(Stored data entries)
----------------

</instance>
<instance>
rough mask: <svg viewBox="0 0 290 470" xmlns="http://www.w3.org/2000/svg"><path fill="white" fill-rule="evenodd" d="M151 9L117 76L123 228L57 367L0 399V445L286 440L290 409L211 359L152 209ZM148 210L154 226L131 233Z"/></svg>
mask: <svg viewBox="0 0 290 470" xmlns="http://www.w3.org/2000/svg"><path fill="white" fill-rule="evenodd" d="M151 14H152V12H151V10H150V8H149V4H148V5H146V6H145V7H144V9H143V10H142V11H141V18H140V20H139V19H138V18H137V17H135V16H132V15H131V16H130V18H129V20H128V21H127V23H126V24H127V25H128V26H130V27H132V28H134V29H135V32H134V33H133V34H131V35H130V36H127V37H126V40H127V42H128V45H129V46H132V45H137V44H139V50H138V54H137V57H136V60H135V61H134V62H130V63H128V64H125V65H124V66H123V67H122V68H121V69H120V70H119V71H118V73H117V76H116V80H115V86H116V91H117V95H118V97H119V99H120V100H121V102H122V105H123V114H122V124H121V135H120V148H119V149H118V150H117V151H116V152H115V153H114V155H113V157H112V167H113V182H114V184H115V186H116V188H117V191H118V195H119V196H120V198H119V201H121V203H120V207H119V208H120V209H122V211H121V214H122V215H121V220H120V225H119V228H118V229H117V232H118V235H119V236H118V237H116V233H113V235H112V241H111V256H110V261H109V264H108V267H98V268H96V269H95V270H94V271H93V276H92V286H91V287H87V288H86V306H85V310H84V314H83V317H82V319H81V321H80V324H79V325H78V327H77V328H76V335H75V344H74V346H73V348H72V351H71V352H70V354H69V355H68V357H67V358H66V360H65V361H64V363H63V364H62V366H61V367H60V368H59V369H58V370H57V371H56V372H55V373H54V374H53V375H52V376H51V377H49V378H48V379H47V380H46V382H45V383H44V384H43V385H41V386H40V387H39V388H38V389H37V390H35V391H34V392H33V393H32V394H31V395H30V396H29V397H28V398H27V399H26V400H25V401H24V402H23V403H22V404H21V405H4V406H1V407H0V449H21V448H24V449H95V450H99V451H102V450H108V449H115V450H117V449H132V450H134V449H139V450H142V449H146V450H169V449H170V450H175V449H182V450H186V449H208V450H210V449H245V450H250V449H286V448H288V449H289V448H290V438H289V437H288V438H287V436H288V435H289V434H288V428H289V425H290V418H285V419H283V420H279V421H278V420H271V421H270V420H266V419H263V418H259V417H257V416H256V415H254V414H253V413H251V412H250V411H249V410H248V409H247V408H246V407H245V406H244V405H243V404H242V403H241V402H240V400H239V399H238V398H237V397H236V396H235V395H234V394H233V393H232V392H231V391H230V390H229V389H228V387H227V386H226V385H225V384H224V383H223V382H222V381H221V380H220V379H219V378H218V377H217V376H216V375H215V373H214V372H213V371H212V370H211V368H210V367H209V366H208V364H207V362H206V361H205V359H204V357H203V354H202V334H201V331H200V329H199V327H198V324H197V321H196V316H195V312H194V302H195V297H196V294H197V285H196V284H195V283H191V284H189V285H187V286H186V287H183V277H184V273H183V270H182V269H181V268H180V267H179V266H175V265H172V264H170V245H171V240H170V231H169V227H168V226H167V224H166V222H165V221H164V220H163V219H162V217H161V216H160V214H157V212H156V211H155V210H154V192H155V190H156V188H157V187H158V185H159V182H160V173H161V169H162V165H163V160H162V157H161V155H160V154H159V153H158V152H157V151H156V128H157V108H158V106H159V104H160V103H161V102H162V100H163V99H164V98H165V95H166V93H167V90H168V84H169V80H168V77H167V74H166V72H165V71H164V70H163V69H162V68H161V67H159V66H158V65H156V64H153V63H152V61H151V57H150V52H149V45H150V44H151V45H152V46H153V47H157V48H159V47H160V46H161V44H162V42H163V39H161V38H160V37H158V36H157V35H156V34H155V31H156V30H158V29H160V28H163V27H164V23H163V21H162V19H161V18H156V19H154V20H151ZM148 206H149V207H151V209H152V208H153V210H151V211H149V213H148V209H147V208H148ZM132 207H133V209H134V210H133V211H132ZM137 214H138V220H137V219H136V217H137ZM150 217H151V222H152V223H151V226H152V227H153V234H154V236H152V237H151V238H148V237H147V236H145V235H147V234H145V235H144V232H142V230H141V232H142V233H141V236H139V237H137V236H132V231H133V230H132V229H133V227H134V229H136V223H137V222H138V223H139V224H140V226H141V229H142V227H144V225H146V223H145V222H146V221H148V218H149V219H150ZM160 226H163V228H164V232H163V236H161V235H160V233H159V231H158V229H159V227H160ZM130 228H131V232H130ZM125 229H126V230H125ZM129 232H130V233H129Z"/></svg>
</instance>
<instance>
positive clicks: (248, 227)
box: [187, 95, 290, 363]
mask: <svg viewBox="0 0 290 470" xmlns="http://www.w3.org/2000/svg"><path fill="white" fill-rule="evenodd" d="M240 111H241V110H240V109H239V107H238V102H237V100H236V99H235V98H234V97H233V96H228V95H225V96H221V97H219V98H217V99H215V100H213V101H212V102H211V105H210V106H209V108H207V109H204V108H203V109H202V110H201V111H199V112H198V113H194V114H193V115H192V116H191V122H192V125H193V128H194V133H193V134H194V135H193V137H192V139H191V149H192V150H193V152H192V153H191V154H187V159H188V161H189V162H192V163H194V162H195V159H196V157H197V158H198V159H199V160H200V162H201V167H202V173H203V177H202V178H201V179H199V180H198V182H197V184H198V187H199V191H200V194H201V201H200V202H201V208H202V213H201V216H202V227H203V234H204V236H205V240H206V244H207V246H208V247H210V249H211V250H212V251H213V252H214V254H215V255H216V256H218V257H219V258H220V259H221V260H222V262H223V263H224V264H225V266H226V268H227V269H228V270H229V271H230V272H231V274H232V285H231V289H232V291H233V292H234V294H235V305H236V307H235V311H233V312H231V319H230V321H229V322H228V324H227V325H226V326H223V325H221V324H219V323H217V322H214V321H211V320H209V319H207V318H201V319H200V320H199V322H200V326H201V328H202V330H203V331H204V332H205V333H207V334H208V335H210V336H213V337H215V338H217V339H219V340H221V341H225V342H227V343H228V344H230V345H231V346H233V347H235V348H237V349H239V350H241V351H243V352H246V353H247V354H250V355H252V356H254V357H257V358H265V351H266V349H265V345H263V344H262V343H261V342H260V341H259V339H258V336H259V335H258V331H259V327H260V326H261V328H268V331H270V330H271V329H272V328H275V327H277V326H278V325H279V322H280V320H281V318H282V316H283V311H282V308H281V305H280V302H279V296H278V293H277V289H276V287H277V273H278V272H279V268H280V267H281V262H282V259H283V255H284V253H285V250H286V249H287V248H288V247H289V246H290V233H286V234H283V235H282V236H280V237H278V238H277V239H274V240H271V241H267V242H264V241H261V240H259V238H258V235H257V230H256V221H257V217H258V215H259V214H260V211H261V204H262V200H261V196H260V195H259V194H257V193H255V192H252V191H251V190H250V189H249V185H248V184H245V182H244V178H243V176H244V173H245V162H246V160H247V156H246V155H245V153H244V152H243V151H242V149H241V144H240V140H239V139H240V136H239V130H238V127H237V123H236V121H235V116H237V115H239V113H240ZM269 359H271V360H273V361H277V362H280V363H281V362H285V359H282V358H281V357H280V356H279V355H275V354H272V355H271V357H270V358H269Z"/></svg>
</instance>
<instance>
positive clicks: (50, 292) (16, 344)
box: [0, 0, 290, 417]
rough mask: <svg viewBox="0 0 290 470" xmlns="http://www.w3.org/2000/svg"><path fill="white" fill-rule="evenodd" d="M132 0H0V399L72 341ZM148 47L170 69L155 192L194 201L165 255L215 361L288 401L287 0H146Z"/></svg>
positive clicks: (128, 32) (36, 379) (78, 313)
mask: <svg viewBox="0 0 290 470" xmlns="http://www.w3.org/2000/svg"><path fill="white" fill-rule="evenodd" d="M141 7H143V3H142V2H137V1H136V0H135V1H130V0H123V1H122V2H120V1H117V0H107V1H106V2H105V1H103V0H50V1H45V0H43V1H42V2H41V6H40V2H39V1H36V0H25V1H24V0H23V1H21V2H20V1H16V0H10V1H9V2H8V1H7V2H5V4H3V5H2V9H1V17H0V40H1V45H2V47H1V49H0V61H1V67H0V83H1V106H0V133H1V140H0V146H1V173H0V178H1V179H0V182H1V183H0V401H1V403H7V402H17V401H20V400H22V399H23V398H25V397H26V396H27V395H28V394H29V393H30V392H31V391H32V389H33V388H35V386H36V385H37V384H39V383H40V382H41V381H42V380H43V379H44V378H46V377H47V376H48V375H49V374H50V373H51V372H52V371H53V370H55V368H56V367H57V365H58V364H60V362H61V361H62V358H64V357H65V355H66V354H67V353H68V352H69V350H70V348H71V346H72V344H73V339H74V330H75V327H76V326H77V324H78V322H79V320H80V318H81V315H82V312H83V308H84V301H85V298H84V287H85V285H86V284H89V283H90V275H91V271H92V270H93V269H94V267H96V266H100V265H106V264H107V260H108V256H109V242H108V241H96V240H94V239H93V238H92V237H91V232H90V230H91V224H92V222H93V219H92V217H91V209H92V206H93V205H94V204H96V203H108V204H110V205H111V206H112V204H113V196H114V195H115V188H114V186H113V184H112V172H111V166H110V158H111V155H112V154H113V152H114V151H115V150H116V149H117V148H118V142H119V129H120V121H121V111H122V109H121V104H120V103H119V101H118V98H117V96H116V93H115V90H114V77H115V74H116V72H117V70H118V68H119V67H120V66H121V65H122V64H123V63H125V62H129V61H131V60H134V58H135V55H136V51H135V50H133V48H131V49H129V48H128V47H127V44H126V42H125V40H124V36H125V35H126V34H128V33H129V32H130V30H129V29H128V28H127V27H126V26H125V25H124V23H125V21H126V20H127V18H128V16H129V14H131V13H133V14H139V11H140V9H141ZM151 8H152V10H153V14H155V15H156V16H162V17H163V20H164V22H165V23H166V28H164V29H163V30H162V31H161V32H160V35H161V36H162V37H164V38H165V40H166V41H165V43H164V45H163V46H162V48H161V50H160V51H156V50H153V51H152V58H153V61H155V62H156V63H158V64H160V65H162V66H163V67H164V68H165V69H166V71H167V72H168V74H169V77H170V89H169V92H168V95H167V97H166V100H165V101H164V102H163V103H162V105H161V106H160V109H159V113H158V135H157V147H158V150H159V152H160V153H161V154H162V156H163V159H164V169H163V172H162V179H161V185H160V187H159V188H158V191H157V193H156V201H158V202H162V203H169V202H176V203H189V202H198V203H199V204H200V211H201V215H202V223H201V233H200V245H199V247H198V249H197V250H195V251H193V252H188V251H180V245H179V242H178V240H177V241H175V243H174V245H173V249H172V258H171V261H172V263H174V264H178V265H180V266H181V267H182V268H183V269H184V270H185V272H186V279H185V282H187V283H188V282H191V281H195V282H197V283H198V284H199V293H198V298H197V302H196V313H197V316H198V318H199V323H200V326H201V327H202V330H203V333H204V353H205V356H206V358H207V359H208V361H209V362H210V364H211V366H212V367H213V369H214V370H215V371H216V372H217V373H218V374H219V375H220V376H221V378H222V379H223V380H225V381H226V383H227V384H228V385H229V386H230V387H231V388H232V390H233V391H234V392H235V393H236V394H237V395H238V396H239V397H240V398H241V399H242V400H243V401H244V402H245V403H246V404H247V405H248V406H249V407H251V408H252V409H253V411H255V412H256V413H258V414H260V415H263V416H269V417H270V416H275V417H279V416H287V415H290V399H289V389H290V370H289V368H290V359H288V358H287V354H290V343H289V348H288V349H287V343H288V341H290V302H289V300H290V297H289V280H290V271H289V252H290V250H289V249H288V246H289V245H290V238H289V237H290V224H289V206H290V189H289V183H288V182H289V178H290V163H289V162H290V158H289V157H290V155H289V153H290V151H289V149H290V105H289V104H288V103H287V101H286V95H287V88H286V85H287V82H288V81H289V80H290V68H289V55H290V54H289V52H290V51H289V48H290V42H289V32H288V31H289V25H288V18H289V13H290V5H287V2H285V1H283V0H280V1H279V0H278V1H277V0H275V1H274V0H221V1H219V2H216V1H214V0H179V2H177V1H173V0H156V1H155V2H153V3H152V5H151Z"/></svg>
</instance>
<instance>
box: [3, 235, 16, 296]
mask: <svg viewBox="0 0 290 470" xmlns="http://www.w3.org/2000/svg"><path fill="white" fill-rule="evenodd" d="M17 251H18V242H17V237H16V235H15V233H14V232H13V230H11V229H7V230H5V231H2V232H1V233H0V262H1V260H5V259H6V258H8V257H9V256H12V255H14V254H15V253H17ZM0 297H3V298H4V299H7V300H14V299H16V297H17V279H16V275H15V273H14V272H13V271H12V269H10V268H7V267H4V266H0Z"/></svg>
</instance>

----------------

Each of the lines from the one holding "box: [3, 235, 16, 296]" through the final line of the entries is to be set down exactly, and no others.

box: [3, 235, 16, 296]
mask: <svg viewBox="0 0 290 470" xmlns="http://www.w3.org/2000/svg"><path fill="white" fill-rule="evenodd" d="M17 251H18V242H17V237H16V235H15V233H14V232H13V230H11V229H7V230H5V231H2V232H1V233H0V262H1V260H5V259H6V258H8V257H9V256H12V255H14V254H15V253H17ZM0 297H3V298H4V299H7V300H14V299H16V297H17V279H16V275H15V273H14V272H13V271H12V269H10V268H7V267H4V266H0Z"/></svg>
</instance>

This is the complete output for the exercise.